#### Records shown
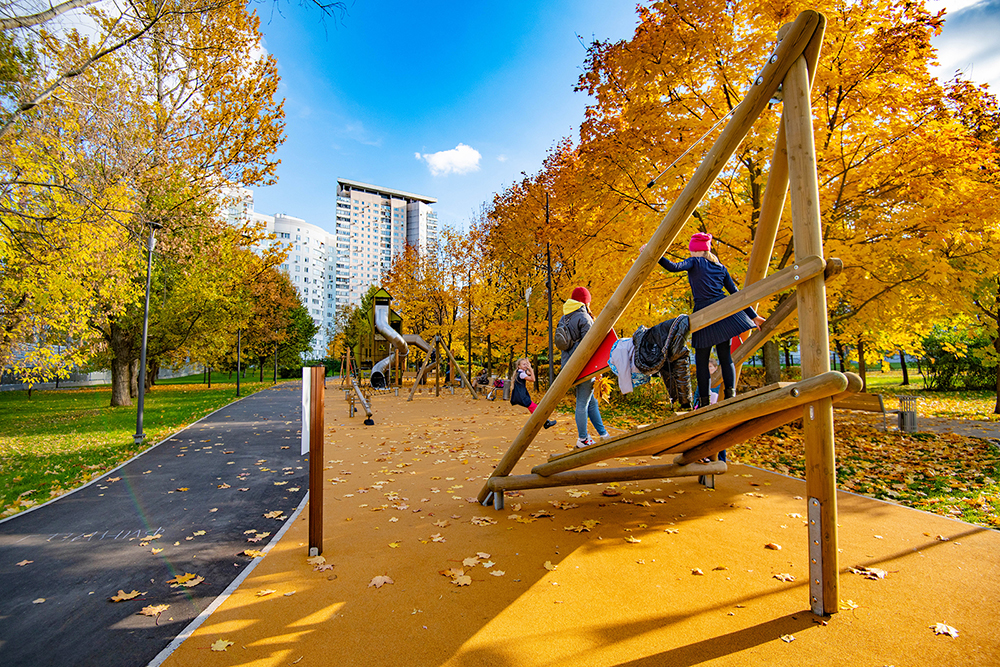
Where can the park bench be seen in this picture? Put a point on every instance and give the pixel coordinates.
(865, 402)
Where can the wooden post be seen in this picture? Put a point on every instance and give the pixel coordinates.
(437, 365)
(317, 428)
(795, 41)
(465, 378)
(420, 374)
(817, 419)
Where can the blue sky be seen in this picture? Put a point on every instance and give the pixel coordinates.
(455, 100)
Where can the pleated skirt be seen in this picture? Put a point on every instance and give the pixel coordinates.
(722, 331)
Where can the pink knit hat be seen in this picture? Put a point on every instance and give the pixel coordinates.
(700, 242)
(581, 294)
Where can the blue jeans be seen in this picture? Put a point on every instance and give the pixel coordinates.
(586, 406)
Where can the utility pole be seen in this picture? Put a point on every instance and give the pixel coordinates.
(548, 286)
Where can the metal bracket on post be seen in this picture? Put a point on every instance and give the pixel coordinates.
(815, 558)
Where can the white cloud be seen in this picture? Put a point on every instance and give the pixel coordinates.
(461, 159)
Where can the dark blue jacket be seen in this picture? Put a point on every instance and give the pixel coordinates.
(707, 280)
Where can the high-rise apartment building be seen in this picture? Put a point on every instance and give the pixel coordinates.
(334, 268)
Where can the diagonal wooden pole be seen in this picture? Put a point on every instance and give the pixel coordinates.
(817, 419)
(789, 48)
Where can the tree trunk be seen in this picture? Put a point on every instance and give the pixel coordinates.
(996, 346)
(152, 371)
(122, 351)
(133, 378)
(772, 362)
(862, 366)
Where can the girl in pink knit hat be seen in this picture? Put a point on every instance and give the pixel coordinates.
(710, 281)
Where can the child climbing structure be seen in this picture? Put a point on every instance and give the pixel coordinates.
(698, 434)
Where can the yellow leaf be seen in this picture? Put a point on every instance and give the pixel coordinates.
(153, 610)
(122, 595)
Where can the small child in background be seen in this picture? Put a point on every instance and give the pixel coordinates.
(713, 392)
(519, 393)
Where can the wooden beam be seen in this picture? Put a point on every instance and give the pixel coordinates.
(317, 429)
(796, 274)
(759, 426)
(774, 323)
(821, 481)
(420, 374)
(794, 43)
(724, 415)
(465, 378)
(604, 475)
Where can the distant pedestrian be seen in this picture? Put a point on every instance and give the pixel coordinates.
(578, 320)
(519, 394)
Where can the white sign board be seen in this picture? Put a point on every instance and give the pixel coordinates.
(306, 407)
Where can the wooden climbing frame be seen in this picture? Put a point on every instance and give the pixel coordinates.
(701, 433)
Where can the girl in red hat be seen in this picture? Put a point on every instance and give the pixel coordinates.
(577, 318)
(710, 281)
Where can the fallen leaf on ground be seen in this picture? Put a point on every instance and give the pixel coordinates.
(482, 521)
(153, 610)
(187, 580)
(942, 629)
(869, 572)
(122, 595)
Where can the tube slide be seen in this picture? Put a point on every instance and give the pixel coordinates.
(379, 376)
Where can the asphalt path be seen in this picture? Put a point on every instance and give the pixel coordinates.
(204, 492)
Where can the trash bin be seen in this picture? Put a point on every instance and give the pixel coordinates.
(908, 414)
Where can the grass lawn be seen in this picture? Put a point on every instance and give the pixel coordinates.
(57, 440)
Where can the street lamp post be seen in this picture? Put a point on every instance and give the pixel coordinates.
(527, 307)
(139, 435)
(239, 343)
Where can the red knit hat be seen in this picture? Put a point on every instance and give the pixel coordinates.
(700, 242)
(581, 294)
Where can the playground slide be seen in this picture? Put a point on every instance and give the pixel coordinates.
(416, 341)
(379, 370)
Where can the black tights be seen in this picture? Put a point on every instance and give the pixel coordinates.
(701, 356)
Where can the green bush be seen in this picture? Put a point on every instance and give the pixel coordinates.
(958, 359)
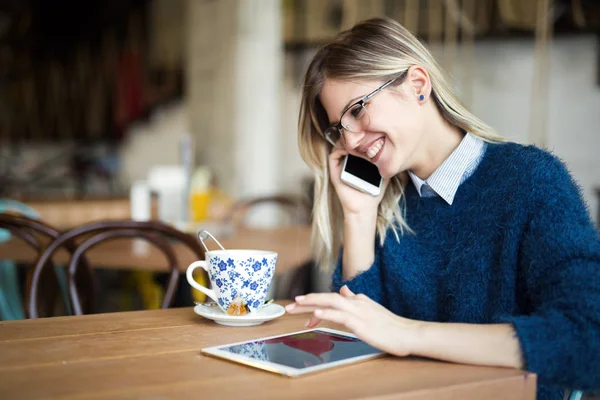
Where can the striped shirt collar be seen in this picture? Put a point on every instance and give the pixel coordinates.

#### Requirement
Repeat the listing word for word, omitting the pictures.

#### Solution to this exercise
Where can the park bench be seen in this picture? Put a point on every instance and give the pixel coordinates.
(865, 402)
Where can the wooden post be seen in this picture? Put a point on every instance and give the pixel coordinates.
(437, 365)
(317, 428)
(795, 41)
(465, 378)
(420, 374)
(817, 419)
Where can the blue sky be seen in this picture? Put a point on every instance and give the pixel coordinates.
(455, 100)
Where can the pleated skirt be seen in this picture? Put a point on every instance and give the pixel coordinates.
(722, 331)
Where can the pink knit hat be seen in this picture? Put a point on every instance and give the pixel coordinates.
(700, 242)
(581, 294)
Where can the blue jeans be seen in this picture? Put a point on every instance and give the pixel coordinates.
(586, 406)
Where can the utility pole be seen in this picture? Put a point on every instance and give the pixel coordinates.
(548, 286)
Where can the metal bracket on post be seen in this picture? Put a point on every instance and give the pixel coordinates.
(815, 558)
Where can the white cloud be seen in this picture? Put a point on every instance and give the pixel coordinates.
(461, 159)
Where can the dark blue jacket be seen in this picture? Put a point on every instance and give the pixel coordinates.
(707, 280)
Where can the high-rise apartment building be seen in this picture? Put a point on every instance and give the pixel coordinates.
(334, 268)
Where can the diagonal wooden pole be seen in this picture? Put a point on every instance and give the pixel coordinates.
(817, 419)
(789, 48)
Where can the tree trunk be seen in this picture? Put a point on every instance and give the pixel coordinates.
(996, 346)
(152, 371)
(122, 351)
(133, 378)
(772, 362)
(862, 366)
Where can the girl in pink knit hat be seen in this picture? Put a point on every instance and give the pixel coordinates.
(710, 281)
Where can the child climbing structure be seen in this picture? Put a point on every instance and give the pixel coordinates.
(698, 434)
Where can the yellow leaf be seen in this picture? Put a point on every instance and give the pixel coordinates.
(153, 610)
(122, 595)
Where can the small child in background be seen in this picture? Put a point on every instance and give the pixel coordinates.
(713, 392)
(519, 393)
Where can the wooden beam be seen in this picture? Put a point on every instance and give the pixel coordinates.
(317, 429)
(796, 274)
(759, 426)
(774, 323)
(821, 481)
(420, 374)
(794, 43)
(724, 415)
(465, 378)
(604, 475)
Where can the distant pedestrian be seen in this picture? Put a point on every instance and give the pixel coordinates.
(578, 320)
(519, 394)
Where can the white sign board be seen in this picture? Put a point on every instance and give the pixel coordinates.
(306, 407)
Where can the wooden climbing frame be seen in this picture? Put a point on every instance and give the pixel coordinates.
(701, 433)
Where can the girl in red hat be seen in this picture? Put a point on every instance and give the pixel coordinates.
(577, 318)
(710, 281)
Where can the fallen leaf on ground be seen in this picture? Put a point on every instance and give the pixel coordinates.
(482, 521)
(153, 610)
(187, 580)
(942, 629)
(869, 572)
(122, 595)
Where can the tube slide be seen in this picture? Put a point on every instance and give the pixel coordinates.
(379, 376)
Where can the asphalt path be seen in this picture? Put a point on every instance and give the pixel coordinates.
(204, 492)
Where can the trash bin be seen in this picture? Put a point on every instance and give the pixel coordinates.
(908, 414)
Where can the grass lawn be seen in this picture? Put a point on every instance and give the pixel coordinates.
(57, 440)
Where can the street lamp post be seen in this picture? Put a point on every instance and give the pixel coordinates.
(527, 307)
(139, 435)
(239, 343)
Where can the red knit hat be seen in this picture? Put a point on every instance and give the pixel coordinates.
(700, 242)
(581, 294)
Where can the playground slide be seen in this picture? Put a point on every instance and give the pixel coordinates.
(416, 341)
(379, 370)
Where can the black tights be seen in this picture? Put a point on every instance and give the pixel coordinates.
(701, 356)
Where can the green bush be seen in this picture? Put a point on every instance and give the pixel coordinates.
(958, 359)
Where can the striped shirt collar be seen in this picture? Put a point on every instance and give the pixel coordinates.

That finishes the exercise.